- Document segment -
In [1]:

    
from edx.idea.data_frame import DataFrame
from edx.idea.sql import sql_query
from collections import namedtuple

Loading data to work with



In [2]:

    
df = DataFrame.from_url('gibberish.txt')

Note that the following command only reads part of the file and returns the first 5 lines. It need not read the entire file.



In [3]:

    
df.take(5)









    Out[3]:





[u'Lorem ipsum dolor sit amet, consectetur adipiscing elit.',
 u'Integer euismod lacus nec mi dignissim porta.',
 u'Aenean vel libero ac nulla sodales lacinia in vitae ex.',
 u'Fusce vitae orci id erat pretium aliquet et vel augue.',
 u'Aenean cursus nisl vitae facilisis vehicula.']

Word Count (obligatory)

Below is the classic word count problem implemented using this API. Note that the wc_mapper and wc_reducer closures are actually serialized and shipped to slave nodes to execute over various partitions of the data.

- Aim a -
Select every row that contains the string "shirt". Case counts.

- Task inputs -
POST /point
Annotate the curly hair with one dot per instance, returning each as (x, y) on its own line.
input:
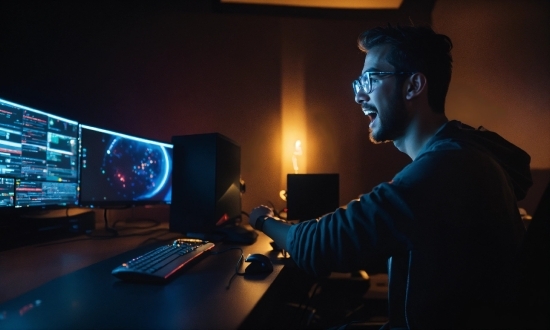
(416, 49)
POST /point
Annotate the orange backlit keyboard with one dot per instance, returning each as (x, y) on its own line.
(161, 263)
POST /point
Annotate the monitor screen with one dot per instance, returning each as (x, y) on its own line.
(123, 170)
(7, 192)
(40, 151)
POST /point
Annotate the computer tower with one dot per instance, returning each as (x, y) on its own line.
(206, 183)
(310, 196)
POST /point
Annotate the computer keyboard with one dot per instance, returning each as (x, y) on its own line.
(161, 263)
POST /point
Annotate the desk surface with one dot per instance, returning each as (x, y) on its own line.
(68, 284)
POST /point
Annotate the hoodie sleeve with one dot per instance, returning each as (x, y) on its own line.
(352, 237)
(437, 203)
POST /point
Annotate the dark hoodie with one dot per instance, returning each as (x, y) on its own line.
(448, 223)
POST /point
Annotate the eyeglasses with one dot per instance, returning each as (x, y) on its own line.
(367, 82)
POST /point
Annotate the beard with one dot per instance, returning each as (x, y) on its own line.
(393, 120)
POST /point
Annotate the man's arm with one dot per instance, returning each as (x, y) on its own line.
(263, 219)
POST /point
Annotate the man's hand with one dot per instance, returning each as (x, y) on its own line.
(257, 212)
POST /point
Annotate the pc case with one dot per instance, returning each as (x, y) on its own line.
(206, 183)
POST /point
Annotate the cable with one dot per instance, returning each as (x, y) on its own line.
(313, 292)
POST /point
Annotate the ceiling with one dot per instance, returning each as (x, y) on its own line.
(329, 4)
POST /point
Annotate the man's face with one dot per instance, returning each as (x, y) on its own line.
(384, 104)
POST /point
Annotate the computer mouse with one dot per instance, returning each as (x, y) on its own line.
(259, 263)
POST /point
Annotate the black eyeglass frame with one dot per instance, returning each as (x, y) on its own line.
(367, 86)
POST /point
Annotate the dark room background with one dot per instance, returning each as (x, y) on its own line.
(267, 79)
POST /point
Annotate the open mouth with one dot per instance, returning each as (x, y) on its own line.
(371, 113)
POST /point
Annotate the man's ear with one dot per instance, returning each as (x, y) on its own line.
(416, 85)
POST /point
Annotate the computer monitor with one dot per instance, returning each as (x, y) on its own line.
(123, 170)
(39, 150)
(7, 192)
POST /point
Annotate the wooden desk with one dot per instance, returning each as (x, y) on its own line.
(68, 285)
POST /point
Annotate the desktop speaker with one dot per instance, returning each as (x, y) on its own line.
(310, 196)
(206, 183)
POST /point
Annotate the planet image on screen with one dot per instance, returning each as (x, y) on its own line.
(135, 170)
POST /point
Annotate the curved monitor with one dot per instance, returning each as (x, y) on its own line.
(7, 192)
(123, 170)
(39, 150)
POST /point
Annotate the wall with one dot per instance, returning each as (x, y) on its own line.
(501, 74)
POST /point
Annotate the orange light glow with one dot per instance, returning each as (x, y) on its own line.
(340, 4)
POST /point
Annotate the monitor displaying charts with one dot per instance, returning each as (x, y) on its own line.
(39, 150)
(123, 170)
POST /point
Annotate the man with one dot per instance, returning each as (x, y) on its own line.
(448, 222)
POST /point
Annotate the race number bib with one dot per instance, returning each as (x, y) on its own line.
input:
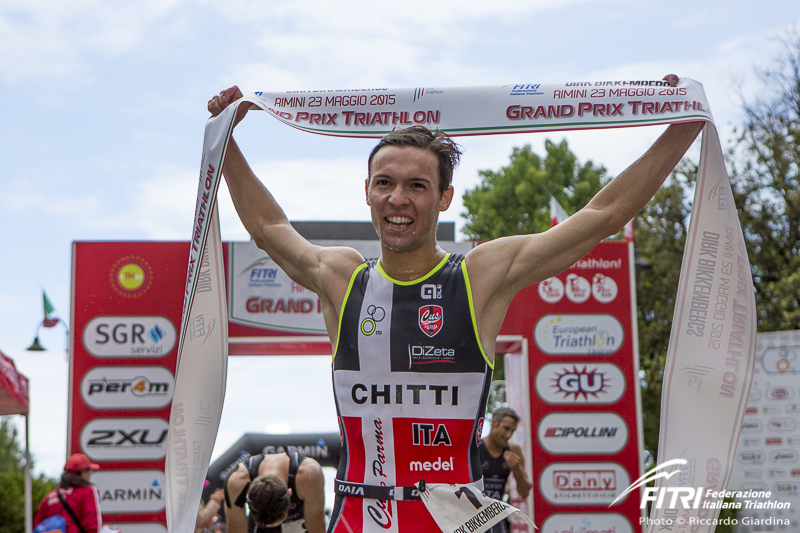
(464, 508)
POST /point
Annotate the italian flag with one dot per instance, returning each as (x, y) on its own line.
(49, 321)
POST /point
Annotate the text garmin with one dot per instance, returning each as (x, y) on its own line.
(425, 436)
(415, 394)
(108, 437)
(145, 493)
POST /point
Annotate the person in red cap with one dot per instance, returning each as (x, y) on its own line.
(75, 492)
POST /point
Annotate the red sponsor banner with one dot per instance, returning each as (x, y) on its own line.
(585, 412)
(126, 311)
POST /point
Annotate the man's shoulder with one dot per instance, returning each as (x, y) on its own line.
(309, 473)
(515, 447)
(239, 477)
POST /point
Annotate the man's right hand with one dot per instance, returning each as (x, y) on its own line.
(226, 98)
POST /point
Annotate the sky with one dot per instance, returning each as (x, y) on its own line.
(105, 104)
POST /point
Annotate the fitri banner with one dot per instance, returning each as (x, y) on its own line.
(711, 352)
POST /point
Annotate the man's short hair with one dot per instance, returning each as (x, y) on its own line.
(268, 498)
(502, 412)
(438, 143)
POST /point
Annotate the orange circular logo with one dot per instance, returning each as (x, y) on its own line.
(131, 276)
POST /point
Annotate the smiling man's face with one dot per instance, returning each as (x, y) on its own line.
(403, 195)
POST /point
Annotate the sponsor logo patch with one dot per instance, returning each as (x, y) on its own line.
(431, 319)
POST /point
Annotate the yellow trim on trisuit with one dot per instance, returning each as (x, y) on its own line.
(412, 282)
(472, 314)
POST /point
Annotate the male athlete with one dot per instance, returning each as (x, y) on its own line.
(500, 457)
(285, 492)
(414, 332)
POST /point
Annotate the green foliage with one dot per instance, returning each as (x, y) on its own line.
(12, 499)
(513, 201)
(660, 230)
(12, 456)
(766, 173)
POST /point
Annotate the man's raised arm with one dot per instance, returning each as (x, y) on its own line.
(504, 266)
(320, 269)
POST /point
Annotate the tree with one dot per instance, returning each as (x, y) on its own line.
(766, 174)
(660, 232)
(513, 201)
(12, 457)
(12, 499)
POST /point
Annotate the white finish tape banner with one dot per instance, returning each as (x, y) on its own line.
(711, 349)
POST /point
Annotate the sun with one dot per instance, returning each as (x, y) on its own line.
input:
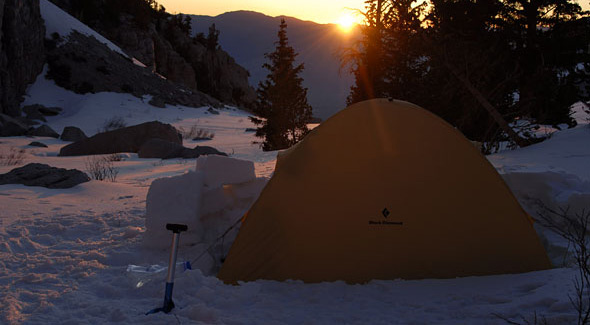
(346, 22)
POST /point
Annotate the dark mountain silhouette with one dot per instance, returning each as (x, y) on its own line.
(247, 35)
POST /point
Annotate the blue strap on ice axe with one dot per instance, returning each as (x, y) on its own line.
(168, 303)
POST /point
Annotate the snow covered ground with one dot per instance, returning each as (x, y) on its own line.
(65, 254)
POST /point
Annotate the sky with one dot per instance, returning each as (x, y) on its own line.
(324, 11)
(320, 11)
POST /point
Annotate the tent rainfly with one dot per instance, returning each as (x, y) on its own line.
(383, 190)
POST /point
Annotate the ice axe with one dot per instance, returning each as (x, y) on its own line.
(168, 303)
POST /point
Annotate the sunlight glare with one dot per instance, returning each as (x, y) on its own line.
(346, 22)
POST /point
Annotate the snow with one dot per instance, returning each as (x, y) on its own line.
(58, 21)
(92, 254)
(65, 255)
(209, 201)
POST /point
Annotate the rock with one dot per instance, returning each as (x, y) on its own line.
(72, 133)
(43, 131)
(83, 64)
(49, 111)
(127, 139)
(212, 111)
(33, 113)
(45, 176)
(38, 144)
(11, 127)
(157, 148)
(206, 150)
(157, 102)
(22, 51)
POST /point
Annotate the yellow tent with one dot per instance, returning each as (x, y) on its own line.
(383, 190)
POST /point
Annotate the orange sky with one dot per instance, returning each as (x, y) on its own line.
(321, 11)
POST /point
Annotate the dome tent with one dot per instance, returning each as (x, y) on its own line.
(383, 190)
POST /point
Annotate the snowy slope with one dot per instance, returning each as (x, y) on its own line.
(64, 254)
(58, 21)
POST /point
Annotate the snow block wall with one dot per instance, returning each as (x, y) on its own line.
(209, 201)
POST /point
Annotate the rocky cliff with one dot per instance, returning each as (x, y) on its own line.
(22, 33)
(155, 39)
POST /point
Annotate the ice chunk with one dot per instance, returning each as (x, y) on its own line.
(174, 200)
(220, 170)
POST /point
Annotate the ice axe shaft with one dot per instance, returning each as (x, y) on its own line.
(168, 303)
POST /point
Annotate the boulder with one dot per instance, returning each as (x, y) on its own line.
(38, 144)
(157, 102)
(72, 133)
(33, 113)
(127, 139)
(11, 127)
(158, 148)
(43, 131)
(45, 176)
(49, 111)
(206, 150)
(22, 52)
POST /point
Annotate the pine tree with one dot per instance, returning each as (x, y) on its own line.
(550, 42)
(282, 110)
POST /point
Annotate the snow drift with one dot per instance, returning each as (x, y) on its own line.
(209, 201)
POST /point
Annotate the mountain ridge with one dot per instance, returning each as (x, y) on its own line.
(247, 35)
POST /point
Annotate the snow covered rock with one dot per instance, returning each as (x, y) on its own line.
(210, 201)
(11, 127)
(128, 139)
(45, 176)
(72, 133)
(22, 52)
(224, 170)
(158, 148)
(38, 144)
(173, 200)
(43, 131)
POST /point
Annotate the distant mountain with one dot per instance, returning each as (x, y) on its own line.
(247, 35)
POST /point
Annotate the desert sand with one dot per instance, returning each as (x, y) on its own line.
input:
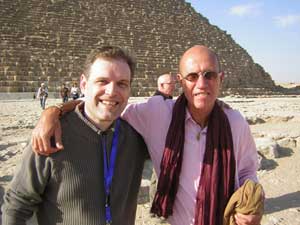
(274, 122)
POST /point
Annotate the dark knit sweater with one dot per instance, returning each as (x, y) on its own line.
(67, 187)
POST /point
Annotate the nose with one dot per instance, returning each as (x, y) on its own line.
(110, 88)
(201, 82)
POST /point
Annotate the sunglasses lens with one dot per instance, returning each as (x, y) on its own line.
(209, 75)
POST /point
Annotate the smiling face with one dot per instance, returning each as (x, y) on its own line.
(106, 90)
(200, 92)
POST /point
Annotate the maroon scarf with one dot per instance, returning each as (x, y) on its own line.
(216, 184)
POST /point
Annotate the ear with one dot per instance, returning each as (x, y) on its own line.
(83, 83)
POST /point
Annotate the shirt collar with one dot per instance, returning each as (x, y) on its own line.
(189, 119)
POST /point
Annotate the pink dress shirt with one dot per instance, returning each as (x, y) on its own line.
(152, 119)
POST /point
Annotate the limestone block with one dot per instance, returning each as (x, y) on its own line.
(287, 142)
(267, 147)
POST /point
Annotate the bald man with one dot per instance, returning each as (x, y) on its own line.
(165, 86)
(201, 151)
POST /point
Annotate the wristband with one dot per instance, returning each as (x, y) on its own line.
(60, 107)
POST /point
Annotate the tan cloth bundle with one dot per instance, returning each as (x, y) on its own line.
(248, 200)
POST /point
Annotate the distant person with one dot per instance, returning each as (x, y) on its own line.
(75, 91)
(165, 86)
(42, 94)
(64, 93)
(96, 179)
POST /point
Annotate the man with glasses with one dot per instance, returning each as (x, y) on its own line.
(201, 151)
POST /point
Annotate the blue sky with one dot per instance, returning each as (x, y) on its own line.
(269, 30)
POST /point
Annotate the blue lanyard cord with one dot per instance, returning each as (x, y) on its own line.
(109, 169)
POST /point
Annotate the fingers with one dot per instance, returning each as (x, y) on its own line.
(48, 126)
(242, 219)
(57, 135)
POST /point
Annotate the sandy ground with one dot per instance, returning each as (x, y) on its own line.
(277, 119)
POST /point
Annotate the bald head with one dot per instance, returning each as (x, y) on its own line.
(199, 53)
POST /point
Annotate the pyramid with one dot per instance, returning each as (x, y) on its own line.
(47, 41)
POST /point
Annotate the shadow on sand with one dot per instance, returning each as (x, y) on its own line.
(287, 201)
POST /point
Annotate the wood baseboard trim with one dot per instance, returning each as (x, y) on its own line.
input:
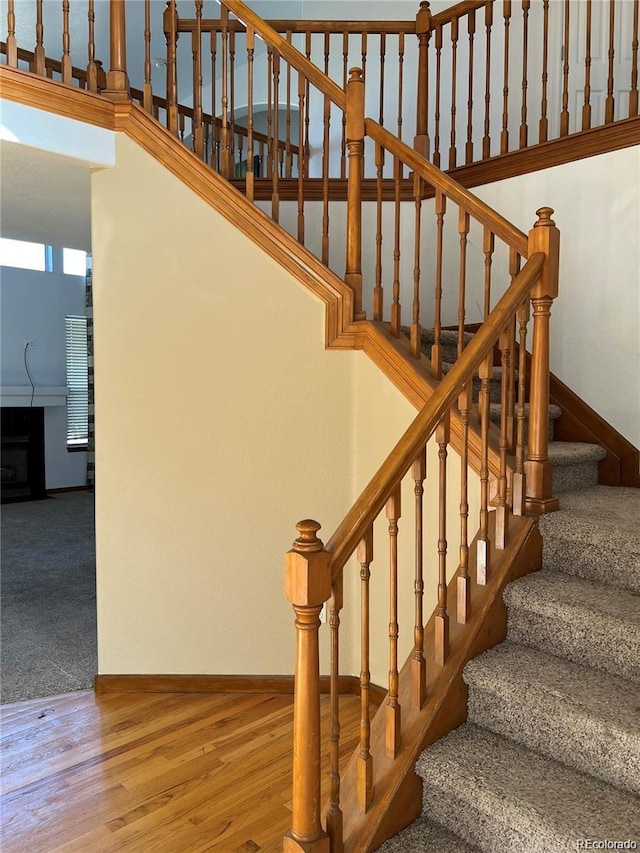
(65, 489)
(279, 684)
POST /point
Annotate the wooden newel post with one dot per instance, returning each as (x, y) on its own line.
(117, 78)
(423, 31)
(543, 237)
(355, 147)
(308, 586)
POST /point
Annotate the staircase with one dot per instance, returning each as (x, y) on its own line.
(550, 754)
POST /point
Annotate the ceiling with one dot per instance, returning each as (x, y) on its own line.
(44, 197)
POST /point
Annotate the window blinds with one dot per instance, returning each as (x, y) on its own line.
(77, 401)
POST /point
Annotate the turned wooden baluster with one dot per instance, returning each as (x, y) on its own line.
(633, 94)
(92, 68)
(396, 309)
(392, 710)
(464, 597)
(453, 156)
(275, 190)
(117, 81)
(196, 49)
(418, 662)
(488, 246)
(502, 509)
(463, 231)
(250, 154)
(66, 45)
(364, 758)
(436, 127)
(471, 31)
(147, 90)
(302, 96)
(38, 54)
(564, 115)
(543, 237)
(504, 135)
(345, 80)
(416, 331)
(441, 649)
(170, 26)
(226, 160)
(288, 151)
(486, 139)
(586, 109)
(334, 817)
(544, 121)
(524, 131)
(378, 290)
(514, 269)
(308, 586)
(436, 349)
(518, 489)
(482, 558)
(609, 103)
(400, 80)
(12, 45)
(383, 48)
(423, 32)
(355, 146)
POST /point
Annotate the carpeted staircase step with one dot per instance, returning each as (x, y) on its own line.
(424, 836)
(571, 713)
(575, 465)
(501, 796)
(596, 535)
(571, 617)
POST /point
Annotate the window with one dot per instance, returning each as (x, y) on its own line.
(74, 262)
(26, 256)
(77, 401)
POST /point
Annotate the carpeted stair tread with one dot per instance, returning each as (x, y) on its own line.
(501, 796)
(424, 836)
(571, 713)
(596, 535)
(571, 617)
(574, 465)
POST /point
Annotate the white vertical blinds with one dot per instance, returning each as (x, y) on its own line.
(77, 401)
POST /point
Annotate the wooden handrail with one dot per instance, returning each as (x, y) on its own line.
(456, 11)
(286, 50)
(298, 27)
(352, 529)
(500, 226)
(80, 74)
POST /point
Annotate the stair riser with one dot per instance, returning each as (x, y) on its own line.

- Aim b -
For each statement below, say whether it agrees with the text on the DataFrame API. Answer yes or no, and quote the words of that text that decide it. (i) The df.take(5) command reads the whole file. (ii) The wc_mapper and wc_reducer closures are serialized and sent to slave nodes. (iii) DataFrame is imported from edx.idea.sql.

- Correct answer a -
Annotate the shirt collar with one dot per instance, returning each as (x, y) on its own line.
Annotate the pink dress shirt with one dot per instance, returning each as (x, y) on its own line.

- Correct answer b -
(i) No: "It need not read the entire file."
(ii) Yes: "the wc_mapper and wc_reducer closures are actually serialized and shipped to slave nodes"
(iii) No: "from edx.idea.data_frame import DataFrame"